-------- ДОКУМЕНТ --------

Он и сквозь сон следил за правильностью ударений!
А сколько раз бывало: уснул; я умолкла – не шелохнулся; я задула свечу – спит; я дошла до двери – похрапывает; я вышла и для порядка стою минуту уже за дверью, уже под «Веснеянкой»… И вдруг:
– Ха-ха-ха! – искусственно-веселый смех, смех отчаяния из-за дверей. – Она воображает, что я сплю. Ну, иди, иди, дурочка, тебе пора, тебе спать хочется…
Я возвратилась и умолила его позволить мне почитать еще немножко, а о сне я и думать не могу – совсем не хочется, как будто день или утро.
Он позволил. Он так боялся остаться один! Я читала еще около часа. Он уснул и спал всю ночь до утра… Такое мне выпало счастье!

-------- ИСХОДНЫЕ МАТЕРИАЛЫ --------

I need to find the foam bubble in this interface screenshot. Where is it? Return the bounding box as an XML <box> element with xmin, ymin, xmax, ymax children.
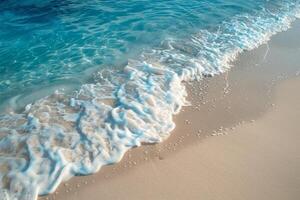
<box><xmin>0</xmin><ymin>1</ymin><xmax>299</xmax><ymax>200</ymax></box>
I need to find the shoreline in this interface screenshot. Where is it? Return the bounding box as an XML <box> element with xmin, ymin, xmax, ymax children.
<box><xmin>39</xmin><ymin>20</ymin><xmax>300</xmax><ymax>200</ymax></box>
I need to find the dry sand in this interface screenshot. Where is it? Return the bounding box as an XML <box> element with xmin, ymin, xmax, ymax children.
<box><xmin>40</xmin><ymin>19</ymin><xmax>300</xmax><ymax>200</ymax></box>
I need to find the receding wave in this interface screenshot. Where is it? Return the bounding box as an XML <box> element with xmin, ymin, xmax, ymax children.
<box><xmin>0</xmin><ymin>2</ymin><xmax>299</xmax><ymax>200</ymax></box>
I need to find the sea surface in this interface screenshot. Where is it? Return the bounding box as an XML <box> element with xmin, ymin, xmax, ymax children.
<box><xmin>0</xmin><ymin>0</ymin><xmax>300</xmax><ymax>200</ymax></box>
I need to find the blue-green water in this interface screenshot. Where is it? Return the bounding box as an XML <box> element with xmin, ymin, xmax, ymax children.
<box><xmin>0</xmin><ymin>0</ymin><xmax>300</xmax><ymax>200</ymax></box>
<box><xmin>0</xmin><ymin>0</ymin><xmax>296</xmax><ymax>109</ymax></box>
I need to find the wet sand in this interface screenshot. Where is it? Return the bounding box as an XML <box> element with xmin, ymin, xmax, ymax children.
<box><xmin>40</xmin><ymin>21</ymin><xmax>300</xmax><ymax>200</ymax></box>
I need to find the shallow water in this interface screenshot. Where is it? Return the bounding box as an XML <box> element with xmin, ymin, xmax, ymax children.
<box><xmin>0</xmin><ymin>0</ymin><xmax>300</xmax><ymax>200</ymax></box>
<box><xmin>0</xmin><ymin>0</ymin><xmax>292</xmax><ymax>110</ymax></box>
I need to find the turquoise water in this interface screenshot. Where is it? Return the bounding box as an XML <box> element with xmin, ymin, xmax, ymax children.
<box><xmin>0</xmin><ymin>0</ymin><xmax>300</xmax><ymax>200</ymax></box>
<box><xmin>0</xmin><ymin>0</ymin><xmax>289</xmax><ymax>109</ymax></box>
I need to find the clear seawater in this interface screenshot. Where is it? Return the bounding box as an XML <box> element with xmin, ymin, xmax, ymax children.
<box><xmin>0</xmin><ymin>0</ymin><xmax>300</xmax><ymax>200</ymax></box>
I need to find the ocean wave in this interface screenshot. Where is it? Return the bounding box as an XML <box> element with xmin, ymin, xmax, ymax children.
<box><xmin>0</xmin><ymin>1</ymin><xmax>299</xmax><ymax>200</ymax></box>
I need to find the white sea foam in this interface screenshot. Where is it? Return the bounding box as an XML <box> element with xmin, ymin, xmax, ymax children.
<box><xmin>0</xmin><ymin>1</ymin><xmax>299</xmax><ymax>200</ymax></box>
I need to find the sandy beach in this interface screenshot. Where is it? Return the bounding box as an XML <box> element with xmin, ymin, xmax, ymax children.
<box><xmin>39</xmin><ymin>21</ymin><xmax>300</xmax><ymax>200</ymax></box>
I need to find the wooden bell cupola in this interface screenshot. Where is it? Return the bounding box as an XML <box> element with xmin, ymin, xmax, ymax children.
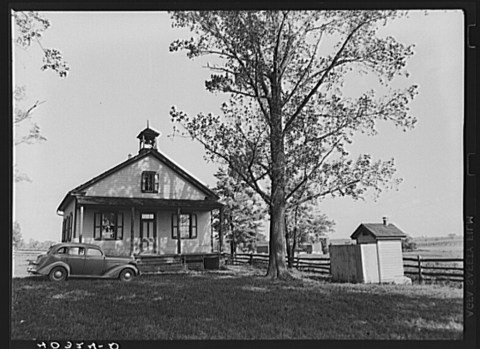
<box><xmin>137</xmin><ymin>121</ymin><xmax>160</xmax><ymax>153</ymax></box>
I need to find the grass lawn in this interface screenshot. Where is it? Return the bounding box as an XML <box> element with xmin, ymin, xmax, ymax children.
<box><xmin>12</xmin><ymin>267</ymin><xmax>463</xmax><ymax>340</ymax></box>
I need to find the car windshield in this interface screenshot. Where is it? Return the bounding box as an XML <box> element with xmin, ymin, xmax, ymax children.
<box><xmin>47</xmin><ymin>245</ymin><xmax>56</xmax><ymax>254</ymax></box>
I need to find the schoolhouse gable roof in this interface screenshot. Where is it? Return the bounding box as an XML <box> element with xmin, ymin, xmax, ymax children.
<box><xmin>350</xmin><ymin>223</ymin><xmax>407</xmax><ymax>240</ymax></box>
<box><xmin>57</xmin><ymin>148</ymin><xmax>219</xmax><ymax>212</ymax></box>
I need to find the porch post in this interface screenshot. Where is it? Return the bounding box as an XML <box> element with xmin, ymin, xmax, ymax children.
<box><xmin>130</xmin><ymin>206</ymin><xmax>135</xmax><ymax>255</ymax></box>
<box><xmin>78</xmin><ymin>206</ymin><xmax>83</xmax><ymax>243</ymax></box>
<box><xmin>218</xmin><ymin>207</ymin><xmax>223</xmax><ymax>253</ymax></box>
<box><xmin>177</xmin><ymin>208</ymin><xmax>182</xmax><ymax>254</ymax></box>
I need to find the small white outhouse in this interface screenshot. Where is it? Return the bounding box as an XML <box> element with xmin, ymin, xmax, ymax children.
<box><xmin>330</xmin><ymin>218</ymin><xmax>409</xmax><ymax>283</ymax></box>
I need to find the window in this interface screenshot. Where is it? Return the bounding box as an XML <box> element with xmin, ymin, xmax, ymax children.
<box><xmin>93</xmin><ymin>212</ymin><xmax>123</xmax><ymax>240</ymax></box>
<box><xmin>172</xmin><ymin>213</ymin><xmax>197</xmax><ymax>239</ymax></box>
<box><xmin>142</xmin><ymin>171</ymin><xmax>159</xmax><ymax>193</ymax></box>
<box><xmin>87</xmin><ymin>248</ymin><xmax>102</xmax><ymax>257</ymax></box>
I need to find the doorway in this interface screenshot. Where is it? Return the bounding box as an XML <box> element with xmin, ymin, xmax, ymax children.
<box><xmin>140</xmin><ymin>212</ymin><xmax>157</xmax><ymax>253</ymax></box>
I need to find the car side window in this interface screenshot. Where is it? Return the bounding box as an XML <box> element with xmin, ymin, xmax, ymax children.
<box><xmin>68</xmin><ymin>247</ymin><xmax>85</xmax><ymax>256</ymax></box>
<box><xmin>87</xmin><ymin>248</ymin><xmax>102</xmax><ymax>257</ymax></box>
<box><xmin>56</xmin><ymin>247</ymin><xmax>67</xmax><ymax>254</ymax></box>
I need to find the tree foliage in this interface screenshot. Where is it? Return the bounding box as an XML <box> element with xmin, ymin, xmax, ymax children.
<box><xmin>170</xmin><ymin>10</ymin><xmax>417</xmax><ymax>277</ymax></box>
<box><xmin>215</xmin><ymin>169</ymin><xmax>266</xmax><ymax>254</ymax></box>
<box><xmin>12</xmin><ymin>11</ymin><xmax>70</xmax><ymax>182</ymax></box>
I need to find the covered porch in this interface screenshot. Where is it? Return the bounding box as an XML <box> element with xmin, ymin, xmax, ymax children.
<box><xmin>73</xmin><ymin>194</ymin><xmax>223</xmax><ymax>256</ymax></box>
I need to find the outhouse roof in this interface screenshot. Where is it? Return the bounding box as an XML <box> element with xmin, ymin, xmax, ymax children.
<box><xmin>350</xmin><ymin>223</ymin><xmax>407</xmax><ymax>240</ymax></box>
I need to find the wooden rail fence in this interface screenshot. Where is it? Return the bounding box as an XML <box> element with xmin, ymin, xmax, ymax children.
<box><xmin>225</xmin><ymin>253</ymin><xmax>464</xmax><ymax>282</ymax></box>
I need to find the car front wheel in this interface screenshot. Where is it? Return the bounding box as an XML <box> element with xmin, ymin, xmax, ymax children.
<box><xmin>48</xmin><ymin>267</ymin><xmax>67</xmax><ymax>281</ymax></box>
<box><xmin>119</xmin><ymin>268</ymin><xmax>135</xmax><ymax>282</ymax></box>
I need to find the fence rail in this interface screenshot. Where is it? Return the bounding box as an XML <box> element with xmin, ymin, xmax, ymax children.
<box><xmin>225</xmin><ymin>253</ymin><xmax>464</xmax><ymax>282</ymax></box>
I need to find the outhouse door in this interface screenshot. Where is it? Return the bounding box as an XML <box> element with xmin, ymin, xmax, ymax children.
<box><xmin>140</xmin><ymin>212</ymin><xmax>157</xmax><ymax>253</ymax></box>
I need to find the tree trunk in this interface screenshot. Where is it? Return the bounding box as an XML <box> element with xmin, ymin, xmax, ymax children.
<box><xmin>266</xmin><ymin>78</ymin><xmax>290</xmax><ymax>279</ymax></box>
<box><xmin>230</xmin><ymin>216</ymin><xmax>237</xmax><ymax>255</ymax></box>
<box><xmin>285</xmin><ymin>222</ymin><xmax>293</xmax><ymax>269</ymax></box>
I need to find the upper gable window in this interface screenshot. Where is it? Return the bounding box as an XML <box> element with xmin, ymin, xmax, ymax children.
<box><xmin>142</xmin><ymin>171</ymin><xmax>159</xmax><ymax>193</ymax></box>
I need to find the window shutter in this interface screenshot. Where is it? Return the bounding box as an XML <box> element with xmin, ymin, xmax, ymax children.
<box><xmin>172</xmin><ymin>213</ymin><xmax>178</xmax><ymax>239</ymax></box>
<box><xmin>190</xmin><ymin>214</ymin><xmax>197</xmax><ymax>239</ymax></box>
<box><xmin>93</xmin><ymin>212</ymin><xmax>102</xmax><ymax>240</ymax></box>
<box><xmin>141</xmin><ymin>172</ymin><xmax>147</xmax><ymax>192</ymax></box>
<box><xmin>155</xmin><ymin>173</ymin><xmax>160</xmax><ymax>193</ymax></box>
<box><xmin>116</xmin><ymin>212</ymin><xmax>123</xmax><ymax>240</ymax></box>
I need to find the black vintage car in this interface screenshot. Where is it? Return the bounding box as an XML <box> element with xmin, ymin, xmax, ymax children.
<box><xmin>27</xmin><ymin>243</ymin><xmax>140</xmax><ymax>281</ymax></box>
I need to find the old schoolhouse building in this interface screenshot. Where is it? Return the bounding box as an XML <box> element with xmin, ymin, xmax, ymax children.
<box><xmin>57</xmin><ymin>125</ymin><xmax>222</xmax><ymax>266</ymax></box>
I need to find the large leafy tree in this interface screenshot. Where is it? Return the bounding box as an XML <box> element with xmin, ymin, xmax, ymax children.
<box><xmin>170</xmin><ymin>10</ymin><xmax>416</xmax><ymax>278</ymax></box>
<box><xmin>215</xmin><ymin>168</ymin><xmax>266</xmax><ymax>254</ymax></box>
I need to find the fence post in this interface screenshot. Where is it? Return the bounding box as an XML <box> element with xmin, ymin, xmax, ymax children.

--------

* **ЗАДАНИЕ**:
Чем в документе о ночном чтении вслух объясняется то, что он позволил читать дальше? Ответьте в одном–трех предложениях. Записи здесь никакой роли не играют.

* **ОЖИДАЕМЫЙ ОТВЕТ**:
Он позволил читать дальше, потому что очень боялся остаться один.